(Beginning of TEXT UNDER STUDY)

FIG. 3 is a diagram showing a calculation example of impedance characteristics of the antenna device according to the first exemplary embodiment. A change in the stub length L of the open-end stub 5 causes a change in the impedance characteristics of the antenna device 10 as shown in FIG. 3.
As stated above, by changing the stub length L to control the capacitance loaded on the open end 4 a of the slot 4, it is possible to adjust the resonance frequency of the antenna device 10 with high accuracy without changing the dimension of the slot 4. In short, it is possible to obtain a desired resonance frequency of the antenna device 10 with the slot 4 of smaller dimension. While the antenna device includes a single dielectric substrate 2 in the first exemplary embodiment, it is not limited to this example and may have a configuration of a multi-layered substrate in which a plurality of dielectric substrates 2 are laminated.
As described above, the antenna device 10 according to the first exemplary embodiment has a structure of adjusting the stub length L of the stub 5 to control the capacitance loaded on the antenna device 10. It is therefore possible to reduce the influences given to the resonance frequency of the antenna device 10 due to the variations of the thickness of the dielectric substrate 2 or the relative permittivity of the dielectric, thereby being able to adjust the resonance frequency with high accuracy.

(End of TEXT UNDER STUDY)

PROBLEMS TO SOLVE:
1. In the antenna device text, what does FIG. 3 show?
2. Continue the antenna device text from where it stops.

(Beginning of EXTRACTED DATA)

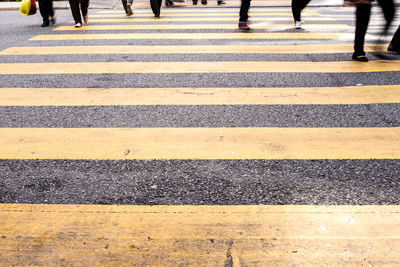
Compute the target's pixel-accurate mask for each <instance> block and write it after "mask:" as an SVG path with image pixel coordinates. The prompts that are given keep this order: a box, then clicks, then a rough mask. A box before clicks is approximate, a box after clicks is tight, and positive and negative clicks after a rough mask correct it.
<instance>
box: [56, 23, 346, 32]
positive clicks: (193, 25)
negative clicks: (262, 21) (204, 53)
mask: <svg viewBox="0 0 400 267" xmlns="http://www.w3.org/2000/svg"><path fill="white" fill-rule="evenodd" d="M252 28H254V29H287V28H293V25H292V24H253V25H252ZM306 28H307V29H321V30H324V29H330V30H332V29H352V28H353V27H351V26H349V25H347V24H307V26H306ZM172 29H174V30H176V29H177V30H179V29H181V30H198V29H231V30H236V29H237V25H233V24H183V25H182V24H156V25H148V24H146V25H137V24H135V25H132V24H124V25H90V26H82V27H80V28H73V27H71V26H59V27H57V28H55V29H54V31H93V30H172Z"/></svg>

(End of EXTRACTED DATA)

ANSWERS PER TASK:
1. A calculation example of impedance characteristics of the antenna device according to the first exemplary embodiment.

2.
Since the conductor pattern of the stub 5 can be manufactured by a process of manufacturing a typical printed wiring board, it is possible to adjust the dimension of the stub 5 with high accuracy and to greatly suppress the variation of the stub length L. In summary, it is possible to suppress the variation of the capacitance generated by the stub 5 and to control the resonance frequency of the antenna device 10 with high accuracy.
Further, while the conductor pattern of the stub 5 preferably has a linear shape as shown in FIG. 1, it may have another shape as long as the above stub length is satisfied. Even when the stub 5 is bent so as not to contact other mounted components or end parts of the substrate, for example, it does not have any influence on the essential effects of the present invention.
It is possible to integrally form the antenna device 10 and the radio circuit 8 on one printed wiring board. It is therefore possible to reduce the mounting space and to reduce the cost of manufacturing the antenna device 10. Further, since there is no need to draw the coaxial cable 7, it is possible to prevent reduction in a radio performance due to power loss, unwanted radiations, or electromagnetic interference with other circuits or function elements, due to the coaxial cable 7.

Second Exemplary Embodiment

FIG. 4 is a perspective view showing a stub arranged in a slot open end of a conductor plate of an antenna device according to a second exemplary embodiment of the present invention. FIG. 5 is a cross-sectional view showing a schematic configuration of the antenna device according to the second exemplary embodiment of the present invention.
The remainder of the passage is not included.